Exercise details >> Would you please output the lines from the one holding "Task: Tag the covered" to the end of the entries, exactly and with no others?

Items listed in a dataset
▼
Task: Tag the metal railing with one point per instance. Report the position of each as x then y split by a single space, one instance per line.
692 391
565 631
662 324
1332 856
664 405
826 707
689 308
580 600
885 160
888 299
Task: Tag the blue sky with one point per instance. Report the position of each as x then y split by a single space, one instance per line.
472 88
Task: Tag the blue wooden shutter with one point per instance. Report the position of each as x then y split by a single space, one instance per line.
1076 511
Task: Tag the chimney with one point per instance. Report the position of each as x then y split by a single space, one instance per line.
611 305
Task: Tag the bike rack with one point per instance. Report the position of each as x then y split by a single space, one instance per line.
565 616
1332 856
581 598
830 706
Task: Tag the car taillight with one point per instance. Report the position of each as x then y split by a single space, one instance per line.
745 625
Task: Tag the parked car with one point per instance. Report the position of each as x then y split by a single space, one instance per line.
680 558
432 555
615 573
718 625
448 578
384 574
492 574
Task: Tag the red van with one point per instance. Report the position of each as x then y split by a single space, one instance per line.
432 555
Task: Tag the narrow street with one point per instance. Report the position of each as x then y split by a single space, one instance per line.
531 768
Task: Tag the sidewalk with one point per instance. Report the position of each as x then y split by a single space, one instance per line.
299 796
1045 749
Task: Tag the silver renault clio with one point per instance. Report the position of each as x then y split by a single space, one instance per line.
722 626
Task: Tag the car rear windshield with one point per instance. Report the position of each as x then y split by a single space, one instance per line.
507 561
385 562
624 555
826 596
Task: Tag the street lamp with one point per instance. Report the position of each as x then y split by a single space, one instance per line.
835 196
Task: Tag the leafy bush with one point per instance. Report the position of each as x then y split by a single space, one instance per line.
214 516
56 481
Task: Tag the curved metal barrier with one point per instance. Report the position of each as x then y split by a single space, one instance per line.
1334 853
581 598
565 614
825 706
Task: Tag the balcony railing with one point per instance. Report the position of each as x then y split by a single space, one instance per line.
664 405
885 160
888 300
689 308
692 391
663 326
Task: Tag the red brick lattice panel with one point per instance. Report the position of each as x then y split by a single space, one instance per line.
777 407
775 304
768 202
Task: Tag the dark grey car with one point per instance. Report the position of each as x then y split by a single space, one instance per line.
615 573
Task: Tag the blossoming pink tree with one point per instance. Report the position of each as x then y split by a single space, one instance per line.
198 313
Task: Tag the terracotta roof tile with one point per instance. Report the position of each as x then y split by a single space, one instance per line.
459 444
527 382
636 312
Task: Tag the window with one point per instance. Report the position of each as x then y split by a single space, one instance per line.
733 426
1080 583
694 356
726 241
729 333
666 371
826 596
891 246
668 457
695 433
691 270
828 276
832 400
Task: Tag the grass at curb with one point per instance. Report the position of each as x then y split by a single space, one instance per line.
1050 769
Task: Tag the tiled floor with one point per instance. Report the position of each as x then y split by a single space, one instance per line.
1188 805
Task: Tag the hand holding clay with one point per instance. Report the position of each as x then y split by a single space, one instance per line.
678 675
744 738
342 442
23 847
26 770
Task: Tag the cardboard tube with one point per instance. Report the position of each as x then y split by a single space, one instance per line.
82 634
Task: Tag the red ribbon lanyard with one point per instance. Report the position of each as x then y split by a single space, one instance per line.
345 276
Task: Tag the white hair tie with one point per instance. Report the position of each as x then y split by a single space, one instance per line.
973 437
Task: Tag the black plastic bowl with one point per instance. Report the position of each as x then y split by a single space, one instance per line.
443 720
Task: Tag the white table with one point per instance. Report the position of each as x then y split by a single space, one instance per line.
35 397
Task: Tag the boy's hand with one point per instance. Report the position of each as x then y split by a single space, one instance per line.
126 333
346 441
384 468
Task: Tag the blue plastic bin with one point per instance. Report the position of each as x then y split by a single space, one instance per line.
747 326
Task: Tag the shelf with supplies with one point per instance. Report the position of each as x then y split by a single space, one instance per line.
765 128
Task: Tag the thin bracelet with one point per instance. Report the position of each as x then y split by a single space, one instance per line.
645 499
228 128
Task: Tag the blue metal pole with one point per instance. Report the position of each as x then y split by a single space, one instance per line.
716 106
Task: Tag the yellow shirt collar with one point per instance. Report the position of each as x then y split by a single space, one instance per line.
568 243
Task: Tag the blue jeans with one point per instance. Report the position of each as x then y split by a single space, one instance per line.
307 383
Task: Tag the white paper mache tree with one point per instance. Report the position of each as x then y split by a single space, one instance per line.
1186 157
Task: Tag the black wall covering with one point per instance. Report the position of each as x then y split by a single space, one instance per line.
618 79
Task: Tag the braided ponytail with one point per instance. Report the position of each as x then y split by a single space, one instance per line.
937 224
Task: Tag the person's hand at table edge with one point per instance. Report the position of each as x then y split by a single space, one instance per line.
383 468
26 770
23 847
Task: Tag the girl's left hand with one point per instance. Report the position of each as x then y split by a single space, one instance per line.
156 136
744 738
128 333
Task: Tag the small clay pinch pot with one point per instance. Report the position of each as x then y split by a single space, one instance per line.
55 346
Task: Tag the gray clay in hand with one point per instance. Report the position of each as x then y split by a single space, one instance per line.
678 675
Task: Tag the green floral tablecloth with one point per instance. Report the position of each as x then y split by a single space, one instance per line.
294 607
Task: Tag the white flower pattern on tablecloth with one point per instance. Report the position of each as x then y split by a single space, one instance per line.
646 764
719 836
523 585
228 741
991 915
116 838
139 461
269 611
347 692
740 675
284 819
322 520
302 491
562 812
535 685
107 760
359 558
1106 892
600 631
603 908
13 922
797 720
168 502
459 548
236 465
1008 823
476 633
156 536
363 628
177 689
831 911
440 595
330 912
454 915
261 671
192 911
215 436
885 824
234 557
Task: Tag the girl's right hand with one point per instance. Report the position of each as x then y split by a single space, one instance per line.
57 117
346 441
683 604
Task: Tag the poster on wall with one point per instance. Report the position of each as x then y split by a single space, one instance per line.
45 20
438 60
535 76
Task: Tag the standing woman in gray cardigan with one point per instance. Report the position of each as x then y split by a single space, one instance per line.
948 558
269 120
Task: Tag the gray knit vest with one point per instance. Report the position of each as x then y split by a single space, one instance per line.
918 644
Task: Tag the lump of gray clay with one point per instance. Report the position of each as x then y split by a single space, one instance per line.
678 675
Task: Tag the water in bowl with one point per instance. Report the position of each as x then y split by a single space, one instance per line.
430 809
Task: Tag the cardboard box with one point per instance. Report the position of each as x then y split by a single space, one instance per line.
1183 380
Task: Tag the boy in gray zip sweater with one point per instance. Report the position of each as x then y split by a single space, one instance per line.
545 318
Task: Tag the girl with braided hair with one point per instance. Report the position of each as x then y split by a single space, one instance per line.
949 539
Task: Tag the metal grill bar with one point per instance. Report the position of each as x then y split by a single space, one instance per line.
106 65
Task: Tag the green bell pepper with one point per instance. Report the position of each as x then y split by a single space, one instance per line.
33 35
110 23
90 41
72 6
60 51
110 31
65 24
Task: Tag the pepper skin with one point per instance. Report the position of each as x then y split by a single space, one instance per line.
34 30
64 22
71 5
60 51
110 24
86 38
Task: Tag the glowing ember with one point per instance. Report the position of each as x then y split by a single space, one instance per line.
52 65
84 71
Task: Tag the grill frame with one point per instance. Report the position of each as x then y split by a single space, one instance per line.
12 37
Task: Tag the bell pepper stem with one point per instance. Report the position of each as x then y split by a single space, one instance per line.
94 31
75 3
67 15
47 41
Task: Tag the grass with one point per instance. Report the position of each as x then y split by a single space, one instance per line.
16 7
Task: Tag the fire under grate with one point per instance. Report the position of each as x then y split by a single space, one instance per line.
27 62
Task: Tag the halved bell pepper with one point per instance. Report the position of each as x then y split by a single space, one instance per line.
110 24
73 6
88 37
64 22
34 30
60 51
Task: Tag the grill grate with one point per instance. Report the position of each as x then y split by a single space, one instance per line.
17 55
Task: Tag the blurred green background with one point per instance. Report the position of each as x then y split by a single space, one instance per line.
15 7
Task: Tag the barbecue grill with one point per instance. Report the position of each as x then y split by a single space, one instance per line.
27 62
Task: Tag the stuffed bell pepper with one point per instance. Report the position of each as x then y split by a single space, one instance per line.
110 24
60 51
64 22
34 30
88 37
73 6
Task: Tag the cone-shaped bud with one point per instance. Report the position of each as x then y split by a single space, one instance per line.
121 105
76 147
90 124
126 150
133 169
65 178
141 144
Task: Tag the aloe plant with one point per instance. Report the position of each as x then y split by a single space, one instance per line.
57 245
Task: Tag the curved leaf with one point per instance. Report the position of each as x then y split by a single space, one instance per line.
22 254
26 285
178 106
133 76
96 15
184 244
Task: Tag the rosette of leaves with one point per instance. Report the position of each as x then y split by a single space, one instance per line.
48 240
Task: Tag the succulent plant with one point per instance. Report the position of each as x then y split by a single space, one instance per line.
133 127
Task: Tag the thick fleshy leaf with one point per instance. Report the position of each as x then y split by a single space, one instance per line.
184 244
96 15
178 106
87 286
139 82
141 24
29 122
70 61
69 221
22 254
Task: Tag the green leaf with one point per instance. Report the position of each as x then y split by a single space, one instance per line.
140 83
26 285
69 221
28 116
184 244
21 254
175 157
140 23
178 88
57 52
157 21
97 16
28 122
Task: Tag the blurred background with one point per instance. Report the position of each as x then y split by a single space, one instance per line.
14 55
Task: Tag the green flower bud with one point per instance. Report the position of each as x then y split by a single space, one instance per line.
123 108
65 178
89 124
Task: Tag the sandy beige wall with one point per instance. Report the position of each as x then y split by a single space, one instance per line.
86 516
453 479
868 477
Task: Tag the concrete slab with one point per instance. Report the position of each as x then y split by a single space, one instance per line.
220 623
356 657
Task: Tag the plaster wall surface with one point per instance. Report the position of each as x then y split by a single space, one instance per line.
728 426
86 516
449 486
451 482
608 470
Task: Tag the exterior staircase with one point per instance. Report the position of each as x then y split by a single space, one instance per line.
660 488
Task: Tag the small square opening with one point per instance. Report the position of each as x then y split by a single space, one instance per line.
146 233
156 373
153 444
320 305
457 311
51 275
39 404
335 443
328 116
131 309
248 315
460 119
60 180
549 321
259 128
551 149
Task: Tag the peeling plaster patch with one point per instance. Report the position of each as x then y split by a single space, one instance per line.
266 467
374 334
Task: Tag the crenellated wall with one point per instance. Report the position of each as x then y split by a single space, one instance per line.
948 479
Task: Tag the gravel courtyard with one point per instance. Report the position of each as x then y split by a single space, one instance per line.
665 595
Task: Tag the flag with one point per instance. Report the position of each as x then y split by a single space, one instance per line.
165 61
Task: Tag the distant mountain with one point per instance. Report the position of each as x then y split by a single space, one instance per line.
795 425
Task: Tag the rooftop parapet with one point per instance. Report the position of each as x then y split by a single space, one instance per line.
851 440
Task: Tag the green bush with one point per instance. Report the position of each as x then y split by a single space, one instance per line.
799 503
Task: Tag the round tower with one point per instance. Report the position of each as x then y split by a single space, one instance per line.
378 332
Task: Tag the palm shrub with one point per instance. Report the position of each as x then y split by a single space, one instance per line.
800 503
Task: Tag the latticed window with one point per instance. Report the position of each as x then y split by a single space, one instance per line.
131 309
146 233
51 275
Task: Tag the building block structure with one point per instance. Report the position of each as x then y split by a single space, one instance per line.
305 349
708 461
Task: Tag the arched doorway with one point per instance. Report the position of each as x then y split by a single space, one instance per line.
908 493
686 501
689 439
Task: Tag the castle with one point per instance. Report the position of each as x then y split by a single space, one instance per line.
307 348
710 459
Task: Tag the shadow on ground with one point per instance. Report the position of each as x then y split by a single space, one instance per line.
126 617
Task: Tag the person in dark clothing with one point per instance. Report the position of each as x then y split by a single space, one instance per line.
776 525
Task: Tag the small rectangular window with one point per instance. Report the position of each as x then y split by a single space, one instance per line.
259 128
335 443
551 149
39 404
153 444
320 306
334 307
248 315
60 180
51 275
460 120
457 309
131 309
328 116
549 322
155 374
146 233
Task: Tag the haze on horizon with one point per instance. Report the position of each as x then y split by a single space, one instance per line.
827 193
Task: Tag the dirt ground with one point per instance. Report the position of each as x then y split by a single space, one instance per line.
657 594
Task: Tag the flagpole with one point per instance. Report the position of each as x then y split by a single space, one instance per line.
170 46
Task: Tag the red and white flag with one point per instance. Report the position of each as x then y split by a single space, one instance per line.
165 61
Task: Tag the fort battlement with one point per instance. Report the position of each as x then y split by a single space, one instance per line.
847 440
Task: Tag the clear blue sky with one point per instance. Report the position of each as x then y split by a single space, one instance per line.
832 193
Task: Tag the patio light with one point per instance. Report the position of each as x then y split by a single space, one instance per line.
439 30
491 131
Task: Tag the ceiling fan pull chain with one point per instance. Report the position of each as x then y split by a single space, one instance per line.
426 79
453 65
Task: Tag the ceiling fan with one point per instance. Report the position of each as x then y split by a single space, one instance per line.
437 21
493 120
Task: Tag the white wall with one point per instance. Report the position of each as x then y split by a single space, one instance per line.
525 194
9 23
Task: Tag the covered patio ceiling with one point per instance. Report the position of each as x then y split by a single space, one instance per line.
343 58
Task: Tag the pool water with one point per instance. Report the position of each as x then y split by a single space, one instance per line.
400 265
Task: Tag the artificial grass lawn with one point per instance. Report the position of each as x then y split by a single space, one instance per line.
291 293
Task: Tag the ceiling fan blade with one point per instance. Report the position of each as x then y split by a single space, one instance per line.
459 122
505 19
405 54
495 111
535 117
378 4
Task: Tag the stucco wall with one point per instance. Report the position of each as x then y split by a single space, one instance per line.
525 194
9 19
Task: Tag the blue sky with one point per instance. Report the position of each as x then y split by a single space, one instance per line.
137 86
▲
Solution to the exercise >>
Task: Tag the covered patio ceiling with one point per instance. Report the position of each as x then y split by a single space, one instance per line.
343 58
Task: Tag the pool water with one point per instance. Report the position of each as x then y split by a single space, one instance per line.
400 265
Task: Tag the artificial grass lawn with one point per instance. Report the position of each as x then y split by a single space, one instance per line.
291 293
Task: Tag the ceiling fan blade with one point per instance. Report the position of each as x then y split by a single space, one instance per line.
459 122
505 19
405 54
495 111
535 117
378 4
Task: Tag the stucco wall with one point per instance. Report the position of each as x then y split by a single space, one instance per line.
525 194
9 19
Task: Tag the blue sky with one point per instance. Report the position of each as x then y split by a single space, one instance per line.
137 86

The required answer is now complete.